____ THE DATA
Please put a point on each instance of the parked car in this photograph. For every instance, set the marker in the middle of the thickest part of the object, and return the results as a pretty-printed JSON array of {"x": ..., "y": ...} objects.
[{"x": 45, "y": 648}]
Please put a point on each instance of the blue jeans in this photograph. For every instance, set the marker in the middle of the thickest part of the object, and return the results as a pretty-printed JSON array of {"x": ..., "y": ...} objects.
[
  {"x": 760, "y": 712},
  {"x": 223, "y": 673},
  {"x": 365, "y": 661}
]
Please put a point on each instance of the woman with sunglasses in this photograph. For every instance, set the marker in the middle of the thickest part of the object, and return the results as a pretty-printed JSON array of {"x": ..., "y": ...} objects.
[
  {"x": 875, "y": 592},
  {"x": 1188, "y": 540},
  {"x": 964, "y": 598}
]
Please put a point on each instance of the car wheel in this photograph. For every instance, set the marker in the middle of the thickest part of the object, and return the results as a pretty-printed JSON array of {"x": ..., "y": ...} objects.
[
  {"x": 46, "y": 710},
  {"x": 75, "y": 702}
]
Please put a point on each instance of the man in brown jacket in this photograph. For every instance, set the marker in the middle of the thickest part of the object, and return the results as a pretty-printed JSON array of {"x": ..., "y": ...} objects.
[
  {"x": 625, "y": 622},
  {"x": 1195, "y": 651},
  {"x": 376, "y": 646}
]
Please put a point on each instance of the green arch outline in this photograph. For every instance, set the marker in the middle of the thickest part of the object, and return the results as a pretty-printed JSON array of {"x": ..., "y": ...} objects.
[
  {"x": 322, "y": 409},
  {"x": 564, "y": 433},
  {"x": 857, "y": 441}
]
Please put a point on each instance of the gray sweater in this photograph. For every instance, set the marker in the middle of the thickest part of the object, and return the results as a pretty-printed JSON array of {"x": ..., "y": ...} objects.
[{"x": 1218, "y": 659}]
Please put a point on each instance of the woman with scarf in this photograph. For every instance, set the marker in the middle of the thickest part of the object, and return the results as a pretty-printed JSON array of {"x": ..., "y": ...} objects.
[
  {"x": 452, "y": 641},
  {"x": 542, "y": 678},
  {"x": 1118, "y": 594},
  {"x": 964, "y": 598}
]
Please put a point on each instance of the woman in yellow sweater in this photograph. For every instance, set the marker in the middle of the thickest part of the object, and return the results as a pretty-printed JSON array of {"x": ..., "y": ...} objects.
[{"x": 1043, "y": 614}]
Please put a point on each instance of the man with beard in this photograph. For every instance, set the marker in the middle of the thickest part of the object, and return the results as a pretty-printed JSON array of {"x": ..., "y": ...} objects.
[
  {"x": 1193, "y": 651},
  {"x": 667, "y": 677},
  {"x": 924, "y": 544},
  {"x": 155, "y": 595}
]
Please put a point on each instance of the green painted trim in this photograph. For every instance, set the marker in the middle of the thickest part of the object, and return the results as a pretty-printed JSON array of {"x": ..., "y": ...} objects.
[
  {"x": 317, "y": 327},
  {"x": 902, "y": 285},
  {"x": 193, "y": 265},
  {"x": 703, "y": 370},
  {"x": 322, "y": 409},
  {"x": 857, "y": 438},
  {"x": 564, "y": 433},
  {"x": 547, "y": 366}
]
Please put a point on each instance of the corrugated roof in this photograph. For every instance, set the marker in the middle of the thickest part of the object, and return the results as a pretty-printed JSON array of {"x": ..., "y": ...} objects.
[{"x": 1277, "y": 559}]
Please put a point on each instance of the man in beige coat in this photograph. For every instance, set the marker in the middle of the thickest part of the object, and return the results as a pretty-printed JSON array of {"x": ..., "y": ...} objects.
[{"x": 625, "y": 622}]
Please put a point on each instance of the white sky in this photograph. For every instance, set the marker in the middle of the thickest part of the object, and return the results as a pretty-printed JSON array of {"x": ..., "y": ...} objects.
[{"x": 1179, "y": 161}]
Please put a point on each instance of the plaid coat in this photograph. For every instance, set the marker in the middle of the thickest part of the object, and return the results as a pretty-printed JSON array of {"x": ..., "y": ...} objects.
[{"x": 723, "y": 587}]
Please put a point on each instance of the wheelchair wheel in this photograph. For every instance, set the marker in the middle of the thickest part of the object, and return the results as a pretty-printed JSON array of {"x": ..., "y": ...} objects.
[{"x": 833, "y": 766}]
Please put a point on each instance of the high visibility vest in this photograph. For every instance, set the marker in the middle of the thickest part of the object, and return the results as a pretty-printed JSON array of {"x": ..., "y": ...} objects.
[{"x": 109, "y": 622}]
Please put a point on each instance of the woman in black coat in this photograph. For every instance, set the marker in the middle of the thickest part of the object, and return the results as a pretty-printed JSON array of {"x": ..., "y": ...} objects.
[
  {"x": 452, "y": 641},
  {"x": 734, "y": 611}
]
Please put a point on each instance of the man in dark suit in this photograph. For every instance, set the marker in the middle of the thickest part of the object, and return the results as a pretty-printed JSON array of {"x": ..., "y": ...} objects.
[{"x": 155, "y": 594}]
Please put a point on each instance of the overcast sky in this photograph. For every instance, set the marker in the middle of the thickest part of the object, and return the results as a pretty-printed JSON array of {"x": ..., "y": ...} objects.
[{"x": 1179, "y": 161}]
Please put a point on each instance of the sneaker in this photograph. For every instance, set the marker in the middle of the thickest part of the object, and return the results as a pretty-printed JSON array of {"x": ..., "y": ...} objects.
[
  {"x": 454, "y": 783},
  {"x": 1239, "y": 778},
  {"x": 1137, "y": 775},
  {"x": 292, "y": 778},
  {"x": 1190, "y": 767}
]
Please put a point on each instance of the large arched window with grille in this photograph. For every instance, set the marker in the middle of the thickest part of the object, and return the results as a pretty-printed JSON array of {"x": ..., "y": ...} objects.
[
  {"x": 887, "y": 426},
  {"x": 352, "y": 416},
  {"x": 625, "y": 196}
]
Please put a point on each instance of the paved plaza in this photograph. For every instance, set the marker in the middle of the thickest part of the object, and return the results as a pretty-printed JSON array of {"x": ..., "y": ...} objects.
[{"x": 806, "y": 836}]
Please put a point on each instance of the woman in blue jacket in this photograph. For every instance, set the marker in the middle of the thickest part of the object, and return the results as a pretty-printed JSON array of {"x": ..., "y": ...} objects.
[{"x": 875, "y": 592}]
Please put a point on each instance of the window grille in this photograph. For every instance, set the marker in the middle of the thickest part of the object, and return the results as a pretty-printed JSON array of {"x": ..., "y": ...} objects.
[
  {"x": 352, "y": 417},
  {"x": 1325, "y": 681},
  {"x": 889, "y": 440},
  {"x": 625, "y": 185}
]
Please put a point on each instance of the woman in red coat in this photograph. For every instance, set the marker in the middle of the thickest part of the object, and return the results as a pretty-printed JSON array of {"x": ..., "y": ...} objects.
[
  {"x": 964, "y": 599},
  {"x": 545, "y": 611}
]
________
Change "thickest part" to "widest part" throughout all the items above, and give the items again with nothing else altered.

Please put a point on each instance of the parked car in this photograph. For every instance, set the marker in the middle of the widest part of the object, and return the results as a pretty-printed JSON array of {"x": ..., "y": ...} objects.
[{"x": 45, "y": 648}]
Please put a point on each instance of the blue jeans in this photograph. For every instance, set the marker in the middle of the widest part of the object, and return the results as a pretty-printed JSON array of {"x": ..., "y": ...} objects.
[
  {"x": 760, "y": 712},
  {"x": 223, "y": 673},
  {"x": 365, "y": 661}
]
Please put a point on each instance of the woman with sunglasses in this photograph. For every instance, set the marker in the middle of the widest part of the object, and return the results as a pretty-printed JSON array of {"x": ..., "y": ...} objects.
[
  {"x": 875, "y": 592},
  {"x": 1188, "y": 540},
  {"x": 964, "y": 598}
]
Please put a point on each instance of the car wheel in this photograph. For every instance, set the marker in the middle of the widest part of the object, and return the results as a pretty-printed JSON array of {"x": ..., "y": ...} objects.
[
  {"x": 46, "y": 710},
  {"x": 75, "y": 702}
]
Please put a point on each instance of the man in brown jacket in this photograph. For every instance, set the marker in the middle of the widest part of the object, and return the results as a pretty-printed JSON array of {"x": ..., "y": ...} objects.
[
  {"x": 625, "y": 622},
  {"x": 1195, "y": 651},
  {"x": 376, "y": 646}
]
Please put a point on each instance of the green arch outline in this photograph. For every instance, set the marker in the middle of the widest part of the object, and return the results as a pretty-printed JSON array of {"x": ..., "y": ...} objects.
[
  {"x": 322, "y": 409},
  {"x": 564, "y": 433},
  {"x": 857, "y": 441}
]
Please put a point on each instance of the gray sweater in this photograph. For every instance, set the marker in the middle of the widest part of the object, and return the results as a pretty-printed JSON array of {"x": ..., "y": ...} objects.
[{"x": 1218, "y": 659}]
Please put a point on each instance of the woman with scarf in this photograph. For every instance, set the marker in the middle of the widest part of the object, and return the results as a pretty-printed JSON array of {"x": ..., "y": ...} objects.
[
  {"x": 452, "y": 641},
  {"x": 542, "y": 678},
  {"x": 1118, "y": 594},
  {"x": 964, "y": 598}
]
Please put a point on each instance of the woman in yellow sweater in this photograph. For every instance, set the marker in the middle of the widest part of the object, and return the results as a pretty-printed JSON array of {"x": ..., "y": ...} objects.
[{"x": 1043, "y": 614}]
Please put a point on each instance of the man with beard in this photograph. For every instance, set the marker in the middle of the widest part of the object, and return the results as a pretty-printed JSON array of {"x": ..., "y": ...} objects.
[
  {"x": 1193, "y": 651},
  {"x": 667, "y": 677},
  {"x": 924, "y": 544},
  {"x": 155, "y": 595}
]
Please put a point on each instance of the green painted trim in this photograph. For every instance, set the marker in the middle of the widest part of the object, and return the results as a pretty-printed JSON array of {"x": ..., "y": ...} objects.
[
  {"x": 317, "y": 327},
  {"x": 902, "y": 285},
  {"x": 193, "y": 265},
  {"x": 703, "y": 370},
  {"x": 322, "y": 409},
  {"x": 857, "y": 438},
  {"x": 564, "y": 433},
  {"x": 547, "y": 366}
]
Please put a point on each instance of the corrugated roof in this photograph. For every instance, set the marker in the middle of the widest part of the object, and return the results as a pretty-printed JSON array of {"x": ..., "y": ...} objects.
[{"x": 1277, "y": 559}]
Please put a point on each instance of the man in beige coat in this photograph. For every instance, set the marker in the middle of the widest part of the object, and return the results as a pretty-printed JSON array of {"x": ..., "y": ...} objects.
[{"x": 625, "y": 622}]
Please put a point on each instance of the white sky in this photograph. For every instance, set the marker in the middle of the widest part of the object, and return the results as a pretty-printed JSON array of {"x": ..., "y": ...} objects.
[{"x": 1179, "y": 161}]
Please put a point on each instance of the plaid coat in this photograph. For every instance, set the marker in the middle of the widest part of the object, and return the results as a pretty-printed JSON array of {"x": ..., "y": ...} objects.
[{"x": 723, "y": 587}]
Please put a point on each instance of the wheelchair wheel in this photograph. For every instance, set the marker in the middle of the widest part of the object, and return the results as a pretty-printed JSON array of {"x": ..., "y": ...} objects.
[{"x": 833, "y": 766}]
Please put a point on each instance of the high visibility vest in this photograph. For every instance, set the marker in the middle of the widest part of the object, and return the results as a pretty-printed JSON array of {"x": ..., "y": ...} objects.
[{"x": 109, "y": 622}]
Please put a point on each instance of the woman in black coat in this photograph. For every instance, set the marker in the middle of the widest part of the object, and return the results as a pretty-printed JSON array of {"x": ..., "y": ...} objects.
[
  {"x": 452, "y": 641},
  {"x": 734, "y": 611}
]
Please put a point on each instance of the man in dark suit in this photograph. For every instance, set the marker in the middle of the widest part of the object, and return the results as a pretty-printed JSON array of {"x": ..., "y": ...} objects.
[{"x": 155, "y": 594}]
Please put a point on each instance of the overcast sky in this photograph. For every instance, set the marker in the middle of the widest part of the object, and return the results as a pretty-printed JSON array of {"x": ..., "y": ...} objects.
[{"x": 1179, "y": 161}]
Please put a point on each instance of the sneaker in this photograph. For every instance, set the marker in the middle of the widest part of the object, and return the results as a pretty-printed JSON array of {"x": ..., "y": ...} objects.
[
  {"x": 454, "y": 783},
  {"x": 1239, "y": 778},
  {"x": 1137, "y": 775},
  {"x": 292, "y": 778},
  {"x": 1190, "y": 767}
]
Please put a point on each instance of the large arched window with grille in this photograph. For every instance, set the marker in the middle of the widest part of the object, and return the results as a pretty-printed JSON array of {"x": ..., "y": ...} objects.
[
  {"x": 887, "y": 426},
  {"x": 352, "y": 416},
  {"x": 625, "y": 196}
]
Please put a point on each instance of the paved plaza in this photograph. For every instance, set the marker in the middle of the widest part of the object, and return the results as a pretty-printed JSON array of {"x": ..., "y": ...} objects.
[{"x": 806, "y": 836}]
Please put a point on each instance of the woman in blue jacket in this photograph. For every instance, set the marker in the middle of the widest part of the object, and return the results as a pretty-printed JSON array of {"x": ..., "y": ...} objects.
[{"x": 875, "y": 592}]
Please put a point on each instance of the window grille in this photograph. For every instance, set the marker in the middle of the widest part of the object, and return the results as a pretty-printed JSON array of {"x": ..., "y": ...} objects.
[
  {"x": 352, "y": 417},
  {"x": 1325, "y": 681},
  {"x": 889, "y": 440},
  {"x": 625, "y": 185}
]
Please put a point on each instance of the woman in red coat in this photograph. For every instance, set the marker in the middle of the widest part of the object, and return the results as a pretty-printed JSON array of {"x": ..., "y": ...} objects.
[
  {"x": 964, "y": 599},
  {"x": 545, "y": 611}
]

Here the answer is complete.